┌─ Supplied data

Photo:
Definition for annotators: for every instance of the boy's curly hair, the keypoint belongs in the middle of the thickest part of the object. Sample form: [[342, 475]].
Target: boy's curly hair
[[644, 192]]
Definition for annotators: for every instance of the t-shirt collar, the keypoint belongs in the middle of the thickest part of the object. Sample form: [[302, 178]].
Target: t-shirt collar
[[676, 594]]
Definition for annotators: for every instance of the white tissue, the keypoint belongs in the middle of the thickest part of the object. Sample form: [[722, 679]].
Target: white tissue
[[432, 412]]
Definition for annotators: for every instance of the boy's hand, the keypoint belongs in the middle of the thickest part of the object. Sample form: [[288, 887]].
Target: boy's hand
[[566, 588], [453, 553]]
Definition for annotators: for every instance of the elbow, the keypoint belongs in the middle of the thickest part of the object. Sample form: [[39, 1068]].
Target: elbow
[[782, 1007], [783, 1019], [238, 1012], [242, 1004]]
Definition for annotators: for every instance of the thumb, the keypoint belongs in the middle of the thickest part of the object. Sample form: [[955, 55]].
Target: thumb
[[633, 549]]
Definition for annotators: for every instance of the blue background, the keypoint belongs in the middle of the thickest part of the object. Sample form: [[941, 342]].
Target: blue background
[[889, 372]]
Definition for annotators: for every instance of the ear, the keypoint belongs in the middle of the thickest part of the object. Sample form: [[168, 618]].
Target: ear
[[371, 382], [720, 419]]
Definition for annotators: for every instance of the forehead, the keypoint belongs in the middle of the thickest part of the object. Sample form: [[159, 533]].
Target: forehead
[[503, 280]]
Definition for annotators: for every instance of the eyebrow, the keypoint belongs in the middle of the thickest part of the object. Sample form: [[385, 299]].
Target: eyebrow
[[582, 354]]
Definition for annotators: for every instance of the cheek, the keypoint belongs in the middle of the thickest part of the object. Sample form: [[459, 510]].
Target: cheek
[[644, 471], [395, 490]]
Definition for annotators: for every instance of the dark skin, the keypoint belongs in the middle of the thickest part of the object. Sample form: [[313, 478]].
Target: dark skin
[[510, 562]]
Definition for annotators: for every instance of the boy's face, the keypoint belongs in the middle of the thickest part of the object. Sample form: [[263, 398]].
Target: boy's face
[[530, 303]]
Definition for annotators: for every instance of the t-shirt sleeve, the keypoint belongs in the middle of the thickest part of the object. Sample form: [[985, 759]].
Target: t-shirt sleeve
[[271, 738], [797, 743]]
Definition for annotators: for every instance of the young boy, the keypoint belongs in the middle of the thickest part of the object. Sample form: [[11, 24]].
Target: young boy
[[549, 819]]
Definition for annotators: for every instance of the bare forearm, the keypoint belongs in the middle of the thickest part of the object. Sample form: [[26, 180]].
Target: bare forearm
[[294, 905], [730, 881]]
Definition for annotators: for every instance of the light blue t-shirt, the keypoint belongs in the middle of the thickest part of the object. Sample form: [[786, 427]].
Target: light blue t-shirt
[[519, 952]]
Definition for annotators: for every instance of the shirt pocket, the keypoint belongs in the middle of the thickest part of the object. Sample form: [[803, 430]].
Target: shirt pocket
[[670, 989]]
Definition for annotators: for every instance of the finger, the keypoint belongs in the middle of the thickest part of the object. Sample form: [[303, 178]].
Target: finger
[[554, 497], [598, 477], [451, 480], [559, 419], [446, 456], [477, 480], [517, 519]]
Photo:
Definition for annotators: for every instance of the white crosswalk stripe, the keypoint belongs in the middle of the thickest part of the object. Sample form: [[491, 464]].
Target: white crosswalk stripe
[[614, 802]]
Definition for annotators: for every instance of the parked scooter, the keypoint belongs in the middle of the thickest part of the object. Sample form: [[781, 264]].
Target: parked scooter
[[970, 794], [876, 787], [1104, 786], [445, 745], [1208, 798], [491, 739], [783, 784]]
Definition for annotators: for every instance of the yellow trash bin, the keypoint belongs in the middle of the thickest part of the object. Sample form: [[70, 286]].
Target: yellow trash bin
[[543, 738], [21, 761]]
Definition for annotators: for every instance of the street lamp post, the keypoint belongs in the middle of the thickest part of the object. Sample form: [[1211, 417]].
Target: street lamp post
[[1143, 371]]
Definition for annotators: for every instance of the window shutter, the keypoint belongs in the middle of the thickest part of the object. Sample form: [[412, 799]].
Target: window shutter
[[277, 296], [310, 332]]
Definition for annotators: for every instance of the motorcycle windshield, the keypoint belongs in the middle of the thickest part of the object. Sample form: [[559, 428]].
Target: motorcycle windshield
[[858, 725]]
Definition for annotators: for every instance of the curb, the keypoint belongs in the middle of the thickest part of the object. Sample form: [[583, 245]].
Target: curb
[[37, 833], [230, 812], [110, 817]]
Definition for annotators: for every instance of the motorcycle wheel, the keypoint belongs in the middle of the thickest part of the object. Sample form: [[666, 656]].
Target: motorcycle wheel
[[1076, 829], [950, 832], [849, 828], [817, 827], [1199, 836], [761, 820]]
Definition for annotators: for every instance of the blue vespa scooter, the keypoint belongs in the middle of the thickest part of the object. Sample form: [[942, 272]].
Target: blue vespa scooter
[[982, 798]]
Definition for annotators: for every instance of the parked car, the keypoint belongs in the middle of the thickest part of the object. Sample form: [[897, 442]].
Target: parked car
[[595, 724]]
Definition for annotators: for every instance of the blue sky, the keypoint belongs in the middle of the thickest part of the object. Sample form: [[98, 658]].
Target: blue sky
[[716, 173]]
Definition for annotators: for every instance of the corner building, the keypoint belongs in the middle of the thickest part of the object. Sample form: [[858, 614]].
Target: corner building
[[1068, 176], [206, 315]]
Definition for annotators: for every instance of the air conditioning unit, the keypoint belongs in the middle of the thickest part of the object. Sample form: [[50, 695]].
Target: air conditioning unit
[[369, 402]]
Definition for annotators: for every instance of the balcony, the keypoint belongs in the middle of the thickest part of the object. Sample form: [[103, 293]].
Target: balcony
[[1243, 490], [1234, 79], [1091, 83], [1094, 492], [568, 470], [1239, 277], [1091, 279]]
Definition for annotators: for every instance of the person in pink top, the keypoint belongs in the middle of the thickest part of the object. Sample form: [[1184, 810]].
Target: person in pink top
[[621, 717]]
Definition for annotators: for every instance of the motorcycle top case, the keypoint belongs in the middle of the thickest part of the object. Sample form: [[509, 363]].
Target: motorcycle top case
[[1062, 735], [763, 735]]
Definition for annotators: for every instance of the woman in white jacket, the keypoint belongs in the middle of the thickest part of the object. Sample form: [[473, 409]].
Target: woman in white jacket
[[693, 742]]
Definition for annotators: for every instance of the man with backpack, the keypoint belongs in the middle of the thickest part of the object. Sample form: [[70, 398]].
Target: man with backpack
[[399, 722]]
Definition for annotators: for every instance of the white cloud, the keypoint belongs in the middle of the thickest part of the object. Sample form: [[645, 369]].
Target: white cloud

└─

• Prompt:
Write out exactly the lines above between the line with "Target: blue sky" and the line with "form: [[103, 293]].", inclusive, and nothing beyond them.

• Answer:
Target: blue sky
[[716, 173]]
Definition for annotators: for every instance of the corner building, the keypoint belongs in the middle of the thickest part of the object. Sample form: [[858, 614]].
Target: corner building
[[1068, 176], [206, 315]]
Definition for annotators: for every instance of the air conditioning unit, the keypoint belongs in the middle of the thickest part of the object. Sample form: [[50, 695]].
Target: air conditioning unit
[[369, 402]]
Definition for annotators: for every instance of the balcony, the keypoint belongs in the middle of the thickest part of the object. Sample form: [[103, 293]].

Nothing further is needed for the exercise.